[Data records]
"""

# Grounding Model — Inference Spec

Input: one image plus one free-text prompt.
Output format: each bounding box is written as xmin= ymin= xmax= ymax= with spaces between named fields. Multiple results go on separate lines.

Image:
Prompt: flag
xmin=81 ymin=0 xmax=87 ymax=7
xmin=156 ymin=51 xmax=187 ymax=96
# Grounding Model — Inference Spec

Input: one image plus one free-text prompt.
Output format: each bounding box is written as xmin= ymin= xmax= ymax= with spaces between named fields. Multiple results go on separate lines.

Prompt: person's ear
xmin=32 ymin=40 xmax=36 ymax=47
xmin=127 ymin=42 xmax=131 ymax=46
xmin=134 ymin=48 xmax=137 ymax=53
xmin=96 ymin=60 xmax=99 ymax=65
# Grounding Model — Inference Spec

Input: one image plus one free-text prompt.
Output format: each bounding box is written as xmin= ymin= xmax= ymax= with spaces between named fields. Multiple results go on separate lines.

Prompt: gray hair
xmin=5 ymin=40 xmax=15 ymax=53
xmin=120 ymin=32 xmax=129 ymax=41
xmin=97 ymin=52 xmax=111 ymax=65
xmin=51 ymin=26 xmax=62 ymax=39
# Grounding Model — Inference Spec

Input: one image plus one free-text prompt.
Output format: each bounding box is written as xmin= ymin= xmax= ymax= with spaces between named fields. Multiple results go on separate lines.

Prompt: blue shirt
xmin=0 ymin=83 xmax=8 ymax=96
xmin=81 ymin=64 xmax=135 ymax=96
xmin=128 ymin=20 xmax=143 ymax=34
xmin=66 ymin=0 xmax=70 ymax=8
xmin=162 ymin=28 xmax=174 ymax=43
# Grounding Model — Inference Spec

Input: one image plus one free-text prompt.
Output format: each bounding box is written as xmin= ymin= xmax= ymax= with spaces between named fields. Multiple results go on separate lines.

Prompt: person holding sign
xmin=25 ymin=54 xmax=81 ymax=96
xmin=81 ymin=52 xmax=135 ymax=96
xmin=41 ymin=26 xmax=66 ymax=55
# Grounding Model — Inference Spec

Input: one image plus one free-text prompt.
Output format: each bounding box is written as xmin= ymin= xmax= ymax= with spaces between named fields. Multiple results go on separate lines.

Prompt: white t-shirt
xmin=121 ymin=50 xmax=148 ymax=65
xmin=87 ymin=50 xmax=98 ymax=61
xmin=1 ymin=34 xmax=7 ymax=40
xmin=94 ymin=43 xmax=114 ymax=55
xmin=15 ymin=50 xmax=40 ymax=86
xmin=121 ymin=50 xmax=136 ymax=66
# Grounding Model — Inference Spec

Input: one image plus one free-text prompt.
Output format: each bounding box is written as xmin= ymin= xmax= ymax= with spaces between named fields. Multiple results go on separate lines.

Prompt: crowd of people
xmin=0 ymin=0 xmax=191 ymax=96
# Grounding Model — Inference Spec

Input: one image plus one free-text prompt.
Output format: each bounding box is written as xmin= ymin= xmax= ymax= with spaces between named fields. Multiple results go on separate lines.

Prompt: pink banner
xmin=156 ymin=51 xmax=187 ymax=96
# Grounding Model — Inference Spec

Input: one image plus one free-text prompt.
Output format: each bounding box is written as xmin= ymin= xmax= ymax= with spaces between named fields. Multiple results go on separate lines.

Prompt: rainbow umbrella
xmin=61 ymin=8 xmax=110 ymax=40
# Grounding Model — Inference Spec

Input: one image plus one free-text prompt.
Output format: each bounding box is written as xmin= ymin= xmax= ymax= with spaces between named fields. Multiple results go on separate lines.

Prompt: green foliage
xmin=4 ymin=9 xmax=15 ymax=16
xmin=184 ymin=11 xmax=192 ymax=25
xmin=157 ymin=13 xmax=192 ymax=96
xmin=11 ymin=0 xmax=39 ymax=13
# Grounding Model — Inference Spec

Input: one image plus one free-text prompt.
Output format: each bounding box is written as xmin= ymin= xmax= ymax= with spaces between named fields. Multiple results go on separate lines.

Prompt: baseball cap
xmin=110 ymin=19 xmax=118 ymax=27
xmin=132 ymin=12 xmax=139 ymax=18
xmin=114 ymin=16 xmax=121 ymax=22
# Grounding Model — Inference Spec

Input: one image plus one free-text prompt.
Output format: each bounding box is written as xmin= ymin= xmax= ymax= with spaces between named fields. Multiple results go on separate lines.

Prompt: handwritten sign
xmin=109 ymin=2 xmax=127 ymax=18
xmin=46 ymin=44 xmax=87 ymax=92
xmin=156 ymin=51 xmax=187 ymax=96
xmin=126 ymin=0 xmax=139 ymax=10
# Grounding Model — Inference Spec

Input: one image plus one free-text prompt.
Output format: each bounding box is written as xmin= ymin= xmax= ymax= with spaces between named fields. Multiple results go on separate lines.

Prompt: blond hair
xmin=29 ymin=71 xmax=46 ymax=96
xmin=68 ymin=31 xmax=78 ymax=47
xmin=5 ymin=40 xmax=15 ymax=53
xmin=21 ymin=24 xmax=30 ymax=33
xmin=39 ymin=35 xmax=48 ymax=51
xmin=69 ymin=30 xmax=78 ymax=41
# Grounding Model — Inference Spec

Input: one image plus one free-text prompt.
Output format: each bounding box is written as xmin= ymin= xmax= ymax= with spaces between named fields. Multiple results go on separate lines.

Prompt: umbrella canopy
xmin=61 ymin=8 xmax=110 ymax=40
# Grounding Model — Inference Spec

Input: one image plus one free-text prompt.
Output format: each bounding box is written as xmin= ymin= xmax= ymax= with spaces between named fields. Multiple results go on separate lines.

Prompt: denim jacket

"""

=== Problem to solve ===
Repeat the records exactly, leaving out none of them.

=== Exercise response ===
# Grounding Model — Inference Spec

Input: one image plus one free-text prompt.
Output format: each bounding box is written as xmin= ymin= xmax= ymax= with spaces between named fields. Multiple results go on separate lines.

Image:
Prompt: flag
xmin=81 ymin=0 xmax=87 ymax=7
xmin=156 ymin=51 xmax=187 ymax=96
# Grounding Model — Inference Spec

Input: one image plus one free-text prompt.
Output format: each bounding box is written as xmin= ymin= xmax= ymax= with spaces between named fields. Multiple results go on separate lines.

Prompt: person's ear
xmin=32 ymin=40 xmax=36 ymax=47
xmin=127 ymin=42 xmax=131 ymax=46
xmin=134 ymin=48 xmax=137 ymax=53
xmin=96 ymin=60 xmax=99 ymax=65
# Grounding Model — Inference Spec

Input: one image plus one free-text prompt.
Output format: each bounding box is written as xmin= ymin= xmax= ymax= with spaces between named fields. Multiple results go on separate lines.

Prompt: gray hair
xmin=5 ymin=40 xmax=15 ymax=53
xmin=120 ymin=32 xmax=129 ymax=41
xmin=97 ymin=52 xmax=111 ymax=65
xmin=51 ymin=26 xmax=62 ymax=39
# Grounding Model — Inference Spec

Input: one image plus one free-text prompt.
Output format: each bounding box is written as xmin= ymin= xmax= ymax= with spaces between named fields. Multiple results go on separate lines.

Prompt: blue shirt
xmin=0 ymin=83 xmax=8 ymax=96
xmin=81 ymin=64 xmax=135 ymax=96
xmin=128 ymin=20 xmax=143 ymax=34
xmin=66 ymin=0 xmax=70 ymax=8
xmin=162 ymin=28 xmax=174 ymax=43
# Grounding Model — Inference Spec

Input: one image plus one free-text prompt.
Output format: each bounding box is written as xmin= ymin= xmax= ymax= with spaces between named fields. Multiple results go on separate lines.

Prompt: person holding sign
xmin=25 ymin=54 xmax=81 ymax=96
xmin=81 ymin=52 xmax=135 ymax=96
xmin=41 ymin=26 xmax=66 ymax=55
# Grounding Model — Inference Spec

Input: one image plus one free-text prompt.
Output format: each bounding box is written as xmin= ymin= xmax= ymax= with spaces between named fields. Multiple results go on separate lines.

Prompt: white t-shirt
xmin=121 ymin=50 xmax=148 ymax=65
xmin=87 ymin=50 xmax=98 ymax=61
xmin=1 ymin=34 xmax=7 ymax=40
xmin=94 ymin=43 xmax=114 ymax=55
xmin=15 ymin=50 xmax=40 ymax=86
xmin=121 ymin=50 xmax=136 ymax=66
# Grounding Model — Inference Spec

Input: one image plus one free-text prompt.
Output format: each bounding box is written as xmin= ymin= xmax= ymax= with spaces between named fields. Multiple results go on separate lines.

Prompt: crowd of people
xmin=0 ymin=0 xmax=191 ymax=96
# Grounding Model — Inference Spec

Input: one image plus one free-text prompt.
Output format: each bounding box is written as xmin= ymin= xmax= ymax= with spaces between named fields. Multiple results go on separate lines.

Prompt: pink banner
xmin=156 ymin=51 xmax=187 ymax=96
# Grounding Model — Inference Spec

Input: one image plus one free-text prompt.
Output format: each bounding box is written as xmin= ymin= xmax= ymax= with spaces between named fields. Multiple results go on separate lines.

Prompt: rainbow umbrella
xmin=61 ymin=8 xmax=110 ymax=40
# Grounding Model — Inference Spec

Input: one image plus one free-text prompt.
Output format: each bounding box is written as xmin= ymin= xmax= ymax= with spaces between named fields. Multiple results go on separate lines.

Prompt: green foliage
xmin=4 ymin=9 xmax=15 ymax=16
xmin=184 ymin=11 xmax=192 ymax=25
xmin=157 ymin=13 xmax=192 ymax=96
xmin=11 ymin=0 xmax=39 ymax=13
# Grounding Model — Inference Spec

Input: one image plus one free-text prompt.
Output format: each bounding box is written as xmin= ymin= xmax= ymax= with spaces between named fields. Multiple results go on separate lines.

Prompt: baseball cap
xmin=110 ymin=19 xmax=118 ymax=27
xmin=132 ymin=12 xmax=139 ymax=18
xmin=114 ymin=16 xmax=121 ymax=22
# Grounding Model — Inference Spec

Input: one image plus one free-text prompt.
Output format: each bounding box is written as xmin= ymin= xmax= ymax= with spaces between named fields. Multiple results go on separate lines.

Prompt: handwritten sign
xmin=109 ymin=2 xmax=127 ymax=18
xmin=46 ymin=44 xmax=87 ymax=92
xmin=156 ymin=51 xmax=187 ymax=96
xmin=126 ymin=0 xmax=139 ymax=10
# Grounding Model — Inference Spec

Input: one image plus one free-text prompt.
Output format: each bounding box is written as xmin= ymin= xmax= ymax= with spaces between named fields. Multiple results go on separate lines.

Prompt: blond hair
xmin=29 ymin=71 xmax=46 ymax=96
xmin=68 ymin=31 xmax=78 ymax=47
xmin=5 ymin=40 xmax=15 ymax=53
xmin=21 ymin=24 xmax=30 ymax=33
xmin=39 ymin=35 xmax=48 ymax=51
xmin=69 ymin=30 xmax=78 ymax=41
# Grounding Model — Inference Spec

Input: one image plus one free-text prompt.
Output format: each bounding box is written as xmin= ymin= xmax= ymax= with spaces between named fields. Multiple results go on separate lines.

Prompt: umbrella canopy
xmin=61 ymin=8 xmax=110 ymax=40
# Grounding Model — Inference Spec

Input: one image plus one free-text prompt.
Output format: each bounding box is written as xmin= ymin= xmax= ymax= with spaces between named fields. Multiple results go on separate lines.

Prompt: denim jacket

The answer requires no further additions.